## Domande di studio
a. Nel testo sulla paura della recidiva, quanti pazienti hanno compilato le survey sui fabbisogni psicosociali analizzate dalla pubblicazione?
b. Scrivi il seguito del testo sulla paura della recidiva partendo dopo l'ultima frase riportata.

## Testo di lettura
● ● ● ● ●

Miscellanea
Giovedì, 18 Luglio 2019

Dopo la guarigione: come affrontare la paura della recidiva?

A cura di Giuseppe Aprile

L'auspicato aumento della chance di guarigione pone nuove sfide. Un punto importante nel "suvivorship care plan" è la gestione del timore della recidiva della neoplasia, causa di distress emotivo che guida comportamenti non sempre salutari.

Hall DL, et al. Fear of Cancer Recurrence: A Model Examination of Physical Symptoms, Emotional Distress, and Health Behavior Change. J Oncol Pract 2019 epub Jul 12

Negli ultimi 30 anni, il progresso tecnologico e l'introduzione di nuovi farmaci hanno consentito di aumentare le chance di cura e di guarigione per i pazienti affetti dalle più frequenti neoplasie solide. Si stima infatti che, nel prossimo decennio, il numero di soggetti guariti da una neoplasia raggiungerà i 20 milioni negli US e i 3.5 milioni in Italia. La gestione clinica dei pazienti guariti pone nuove sfide e presuppone vi sia un adeguato investimento nella accurata gestione di un efficace "survivorship care plan", il complesso programma socio-sanitario di azioni e consigli da integrare nel percorso che riporta chi è stato guarito da una neoplasia alla completa riacquisizione della normalità e al mantenimento dello stato di salute.

Tra i problemi frequentemente riferiti dalle persone che hanno avuto a che fare con la patologia oncologica vi è, comprensibilmente, la paura della recidiva di malattia. Questo fenomeno è riportato dal 30 al 70% dei soggetti e quando elevato nell'intensità rappresenta un'importante causa di distress emotivo.

La recente pubblicazione affronta esattamente questo tema, analizzando le survey sui fabbisogni psicosociali completate da 258 pazienti seguiti al Massachusetts General Hospital Cancer Center dopo il completamento della terapia medica con intento di guarigione e valutando quali risvolti comportamentali potesse generare la paura della recidiva di malattia, spesso alimentata dalla comparsa di modesti sintomi fisici.

● ● ● ● ●

## Dati forniti
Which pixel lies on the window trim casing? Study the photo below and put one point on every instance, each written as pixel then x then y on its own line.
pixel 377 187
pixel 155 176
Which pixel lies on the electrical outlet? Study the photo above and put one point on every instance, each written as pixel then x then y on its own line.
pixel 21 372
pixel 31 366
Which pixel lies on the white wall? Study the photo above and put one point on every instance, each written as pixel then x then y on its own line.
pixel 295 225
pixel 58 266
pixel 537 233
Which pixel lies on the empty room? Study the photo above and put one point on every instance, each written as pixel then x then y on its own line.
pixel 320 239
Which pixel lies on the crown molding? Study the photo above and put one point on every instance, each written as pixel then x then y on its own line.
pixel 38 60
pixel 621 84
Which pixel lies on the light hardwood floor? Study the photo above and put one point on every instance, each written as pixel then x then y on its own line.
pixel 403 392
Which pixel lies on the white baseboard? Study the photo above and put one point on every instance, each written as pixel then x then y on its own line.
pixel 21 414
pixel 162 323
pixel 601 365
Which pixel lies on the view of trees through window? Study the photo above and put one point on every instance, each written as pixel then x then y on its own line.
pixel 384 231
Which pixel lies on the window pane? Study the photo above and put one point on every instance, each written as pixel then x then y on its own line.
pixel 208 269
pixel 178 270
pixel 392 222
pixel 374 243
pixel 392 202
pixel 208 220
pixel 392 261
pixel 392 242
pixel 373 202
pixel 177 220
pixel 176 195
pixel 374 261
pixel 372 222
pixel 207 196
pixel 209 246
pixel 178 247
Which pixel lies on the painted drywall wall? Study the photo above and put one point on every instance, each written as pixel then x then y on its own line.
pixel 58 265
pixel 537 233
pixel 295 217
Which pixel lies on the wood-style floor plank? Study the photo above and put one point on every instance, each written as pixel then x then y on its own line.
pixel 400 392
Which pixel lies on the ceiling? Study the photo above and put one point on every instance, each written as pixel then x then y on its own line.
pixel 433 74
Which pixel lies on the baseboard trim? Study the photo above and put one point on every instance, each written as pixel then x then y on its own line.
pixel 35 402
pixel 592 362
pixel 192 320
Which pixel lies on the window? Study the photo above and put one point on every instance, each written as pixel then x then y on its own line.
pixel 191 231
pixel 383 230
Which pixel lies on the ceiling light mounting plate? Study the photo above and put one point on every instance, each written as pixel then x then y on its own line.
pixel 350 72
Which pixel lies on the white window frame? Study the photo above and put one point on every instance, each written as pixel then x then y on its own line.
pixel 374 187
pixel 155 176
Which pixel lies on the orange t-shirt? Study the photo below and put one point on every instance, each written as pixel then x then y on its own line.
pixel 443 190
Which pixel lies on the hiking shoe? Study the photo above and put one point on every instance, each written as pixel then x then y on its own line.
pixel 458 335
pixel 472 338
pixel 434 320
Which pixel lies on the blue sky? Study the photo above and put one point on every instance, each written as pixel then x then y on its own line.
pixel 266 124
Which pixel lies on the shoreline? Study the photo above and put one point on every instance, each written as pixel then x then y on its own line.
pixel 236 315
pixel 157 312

● ● ● ● ●

## Risultati delle attività
a. 258 pazienti seguiti al Massachusetts General Hospital Cancer Center.

b.
Le misure di outcome sono state misurate con questionari validati quali Assesment of Cancer Concerns e la valutazione del distress emotivo, stabilendo anche l'associazione tra l'intensità del timore di recidiva e alcuni cambi comportamentali (dieta, attività fisica, consumo di alcolici, utilizzo di creme solari protettive).

La maggior parte dei soggetti inclusi nello studio erano di sesso femminile (64%), di età maggiore ai 60 anni (55%) e con neoplasia mammaria (30% circa). Tutti i pazienti avevano completato la terapia postoperatoria con intento guaritivo - trattamento ormonale, antiblastico, terapia biologica o radioterapia che fosse - ed erano seguiti a controlli in setting ambulatoriale.

L'avere un maggior numero di sintomi fisici correlava con la paura di recidiva (r di Pearson = 0.26, p<0.001) che a sua volta correlava con un maggiore distress emotivo (r = 0.66, p<0.01); il modello proposto dagli autori rappresentava quasi la metà della varianzanel distress dei soggetti inclusi (R2 0.44, p <0.001).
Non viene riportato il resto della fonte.